[Start of TEXT SEGMENT]

After her three sons graduated from high school in the Grand Rapids area, Linda Morfa Limonte decided it was time for her to fulfill a longheld dream: She went back to school. Her youngest son, Alan Vellenga, was dual-enrolled in an honors math program for high school students at Grand Rapids Community College (GRCC). Morfa Limonte joined her son at GRCC.
At GRCC mother and son were an unstoppable team—enrolling in an honors program together, distributing sleeping bags and food to the unhoused population of Grand Rapids, and advocating for better mental health services for GRCC students.
Four years later, Morfa Limonte and Vellenga are both LSA students, and they’re still excelling in their diverse, ambitious academic interests and making Michigan a better place, together.
Their path to LSA was not an easy one. As a freshman in high school, Vellenga and his father were in a serious car accident, and his father died. After the accident, Morfa Limonte was forced to retire early to care for her children. A few years later, when she was beginning her studies at GRCC, her marriage ended. And then, after a bad fall in which she broke her wrist, Morfa Limonte started her first semester at LSA in a mobility scooter.
Transfer student Morfa Limonte and Vellenga say that the challenges they experienced before arriving at LSA motivate their academic efforts and spark their initiative to help others. At LSA they’ve found an inspiring educational home and brought that service initiative to student government, where they have created supportive communities for other nontraditional students.

[End of TEXT SEGMENT]
[Start of DATASET]

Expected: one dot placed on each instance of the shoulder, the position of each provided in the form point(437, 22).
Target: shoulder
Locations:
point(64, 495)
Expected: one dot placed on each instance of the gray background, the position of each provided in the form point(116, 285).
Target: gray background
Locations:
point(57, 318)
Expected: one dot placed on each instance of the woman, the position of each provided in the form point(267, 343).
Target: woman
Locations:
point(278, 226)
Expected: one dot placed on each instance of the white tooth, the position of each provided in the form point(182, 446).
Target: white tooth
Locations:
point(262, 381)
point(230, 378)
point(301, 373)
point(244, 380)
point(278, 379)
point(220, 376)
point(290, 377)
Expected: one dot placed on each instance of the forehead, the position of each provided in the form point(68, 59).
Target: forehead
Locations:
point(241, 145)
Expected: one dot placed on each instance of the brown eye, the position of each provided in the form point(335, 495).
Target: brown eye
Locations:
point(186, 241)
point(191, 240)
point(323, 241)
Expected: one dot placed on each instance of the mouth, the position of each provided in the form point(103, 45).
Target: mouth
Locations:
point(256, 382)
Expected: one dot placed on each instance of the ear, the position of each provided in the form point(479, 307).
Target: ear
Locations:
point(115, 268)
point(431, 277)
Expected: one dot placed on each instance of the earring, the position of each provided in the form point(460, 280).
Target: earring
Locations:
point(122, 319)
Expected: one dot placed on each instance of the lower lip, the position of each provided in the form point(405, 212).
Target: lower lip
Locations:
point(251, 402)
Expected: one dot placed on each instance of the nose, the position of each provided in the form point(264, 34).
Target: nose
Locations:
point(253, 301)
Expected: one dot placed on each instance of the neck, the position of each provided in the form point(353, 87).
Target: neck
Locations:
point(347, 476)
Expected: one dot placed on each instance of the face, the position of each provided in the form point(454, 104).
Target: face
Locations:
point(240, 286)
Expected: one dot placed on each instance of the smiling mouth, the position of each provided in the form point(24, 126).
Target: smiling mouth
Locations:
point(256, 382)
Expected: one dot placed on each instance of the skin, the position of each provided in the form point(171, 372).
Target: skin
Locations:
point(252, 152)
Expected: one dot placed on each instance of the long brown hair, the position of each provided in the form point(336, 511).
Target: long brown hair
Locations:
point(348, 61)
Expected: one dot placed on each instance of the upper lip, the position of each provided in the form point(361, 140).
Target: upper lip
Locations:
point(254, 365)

[End of DATASET]

* **DIRECTIVES**:
(a) In the story of Linda Morfa Limonte and her son, what program was Alan Vellenga dual-enrolled in at Grand Rapids Community College?
(b) For each statement, say whether the story of Linda Morfa Limonte and her son agrees with it, and quote the words that decide it: (i) Vellenga's father died after a car accident. (ii) Morfa Limonte began her first semester at LSA on crutches. (iii) Morfa Limonte has two sons.
(c) Carry the story of Linda Morfa Limonte and her son forward from its last sentence.

* **RESPONSE LIST**:
(a) An honors math program for high school students.

(b)
(i) Yes: "Vellenga and his father were in a serious car accident, and his father died."
(ii) No: "Morfa Limonte started her first semester at LSA in a mobility scooter."
(iii) No: "After her three sons graduated from high school in the Grand Rapids area"

(c)
Mother and son share an understated tenaciousness. They’re humble, tough, hard working, and deeply curious. Japanese martial arts, Cuban history, Italian language, particle physics, and geology are just some of the passions they are pursuing—and excelling at—in LSA. Morfa Limonte won’t boast about her accomplishments, but she heaps praise on her son’s. And though Vellenga is quieter, his shy smile reveals that he is as proud of his mother as she is of him. The mother-son team remains unstoppable.
Bamboo Swords and Mountain Geology
Vellenga arrived at LSA first, in 2022. U-M had landed on his radar while he was still in high school and researching college-level Japanese language programs. He discovered the Residential College’s intensive Japanese program and made it his goal to attend one day.
During the summer of 2024, after building his skills in the RC’s intensive Japanese program, Vellenga studied in Hokkaido, Japan, with the Hokkaido International Foundation and did home stays with two different families, immersing himself in the language and culture. He practiced Kendo martial arts with one of his hosts, an elderly woman who did not go easy on him with her bamboo sword.
In the fall of 2024, while Vellenga was in his third year at LSA, Morfa Limonte was so impressed with his accomplishments that she followed him to LSA after earning an associate’s degree with high honors from GRCC.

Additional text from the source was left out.